BRIEF ▸ Reproduce the following records exactly from the line containing "Tag the white feather" onward, ending with the last line and including it.

* * * * * * *

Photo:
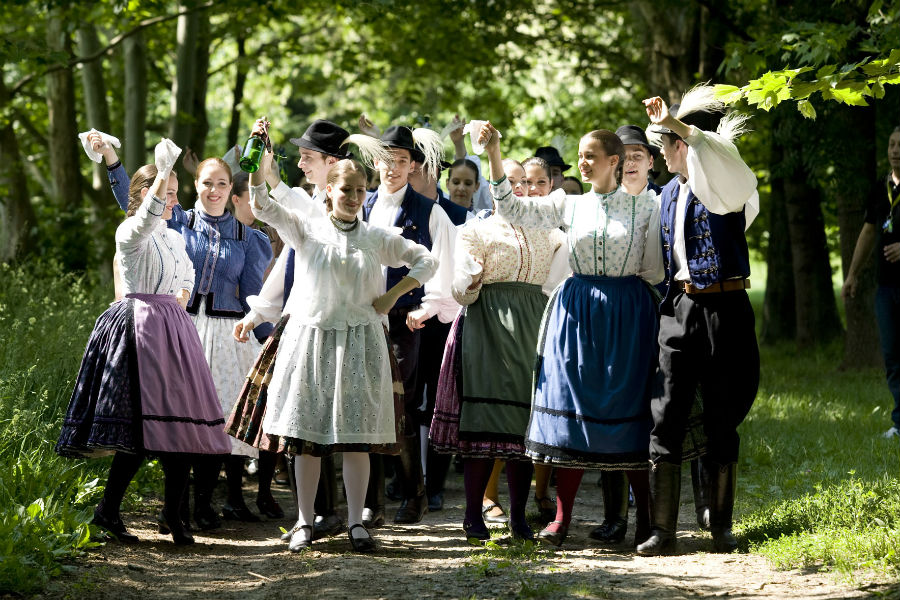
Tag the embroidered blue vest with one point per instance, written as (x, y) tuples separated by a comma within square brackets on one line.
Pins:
[(456, 212), (413, 218), (715, 245)]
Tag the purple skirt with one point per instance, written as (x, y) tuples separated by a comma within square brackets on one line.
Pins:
[(144, 385)]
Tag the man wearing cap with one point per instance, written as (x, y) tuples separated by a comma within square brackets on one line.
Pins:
[(706, 333), (557, 165), (320, 147), (639, 157), (397, 206)]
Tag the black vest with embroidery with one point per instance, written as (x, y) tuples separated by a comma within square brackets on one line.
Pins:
[(413, 219), (715, 246)]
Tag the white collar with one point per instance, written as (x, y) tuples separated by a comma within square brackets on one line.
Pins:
[(390, 199)]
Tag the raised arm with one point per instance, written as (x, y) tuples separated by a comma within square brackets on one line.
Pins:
[(289, 224), (468, 265)]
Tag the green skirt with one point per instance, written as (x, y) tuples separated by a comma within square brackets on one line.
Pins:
[(499, 341)]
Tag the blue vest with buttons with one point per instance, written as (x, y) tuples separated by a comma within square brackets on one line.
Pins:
[(413, 218), (715, 245)]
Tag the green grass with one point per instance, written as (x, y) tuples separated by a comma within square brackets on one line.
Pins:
[(818, 485)]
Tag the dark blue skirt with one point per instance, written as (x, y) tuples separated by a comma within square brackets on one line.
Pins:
[(596, 359), (104, 413)]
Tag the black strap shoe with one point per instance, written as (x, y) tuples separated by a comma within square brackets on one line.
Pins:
[(361, 544)]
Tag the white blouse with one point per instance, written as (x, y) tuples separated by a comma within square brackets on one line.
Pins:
[(508, 253), (613, 234), (152, 258), (267, 305), (338, 273)]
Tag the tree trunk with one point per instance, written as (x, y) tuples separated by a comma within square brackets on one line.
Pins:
[(63, 148), (182, 100), (16, 213), (817, 319), (200, 127), (238, 96), (861, 347), (135, 59), (816, 308), (96, 107), (779, 320), (671, 38)]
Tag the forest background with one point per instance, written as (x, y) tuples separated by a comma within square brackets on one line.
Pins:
[(544, 72), (817, 78)]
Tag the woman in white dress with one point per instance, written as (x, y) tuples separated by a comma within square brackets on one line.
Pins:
[(331, 388)]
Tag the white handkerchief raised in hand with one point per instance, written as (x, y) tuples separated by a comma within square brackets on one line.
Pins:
[(473, 128), (166, 153), (466, 270), (86, 144)]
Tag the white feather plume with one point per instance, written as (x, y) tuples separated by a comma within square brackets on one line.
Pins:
[(431, 145), (733, 125), (700, 98), (370, 149)]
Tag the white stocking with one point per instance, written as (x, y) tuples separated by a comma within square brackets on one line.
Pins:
[(356, 480), (306, 471)]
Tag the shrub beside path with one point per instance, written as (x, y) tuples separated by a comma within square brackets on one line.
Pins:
[(431, 560)]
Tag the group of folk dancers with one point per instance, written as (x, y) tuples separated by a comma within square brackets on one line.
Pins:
[(534, 324)]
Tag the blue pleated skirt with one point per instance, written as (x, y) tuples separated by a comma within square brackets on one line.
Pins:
[(597, 354)]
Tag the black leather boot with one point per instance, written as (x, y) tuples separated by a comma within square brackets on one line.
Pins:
[(614, 488), (700, 483), (415, 503), (723, 479), (665, 494)]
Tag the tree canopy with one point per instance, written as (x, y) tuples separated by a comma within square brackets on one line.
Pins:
[(543, 72)]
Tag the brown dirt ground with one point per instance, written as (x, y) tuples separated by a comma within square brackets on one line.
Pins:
[(430, 560)]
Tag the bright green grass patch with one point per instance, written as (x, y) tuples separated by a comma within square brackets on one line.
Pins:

* * * * * * *

TASK RESPONSE ▸
Tag the white feather plume with one point per instance, written as (x, y) tuples separated by a comma within square brackets on one line.
Pins:
[(431, 145), (733, 125), (700, 98), (370, 149)]
Tag the white stocking with one point per instance, written as (x, y) tuples separated by a comma within square brackets on one line.
Pins:
[(356, 480), (306, 471)]
Tag the shrub beside path with one point per instance, written as (x, y) tuples separated by a comma within square brackets on one line.
Pins:
[(431, 560)]
Tag the group of folk dancers with one point per instance, written as (x, y) tuples separated by a comma within square brackets on one line.
Pins:
[(534, 324)]
Tag the blue pleated skirt with one point per instance, written as (x, y) tuples separated by a comma within square brackets on one line.
Pins:
[(597, 354)]
Tag the black leather boot with one point per instance, written as (x, y) tuples separated by a comma within square brackets on one line.
Pins:
[(614, 488), (700, 483), (415, 503), (723, 479), (665, 494)]
Tag the tree canopy with one point per instance, written as (x, y) tuples separated by a comma within square brackets on one line.
Pins:
[(543, 72)]
Tag the brown dirt ground with one point per instance, written as (x, y) tuples separated by a comma within square brackets on one line.
Pins:
[(430, 560)]
Tag the bright green grass patch with one point per instance, written as (x, y) tuples separated by a comma within square brackets on one line.
Pins:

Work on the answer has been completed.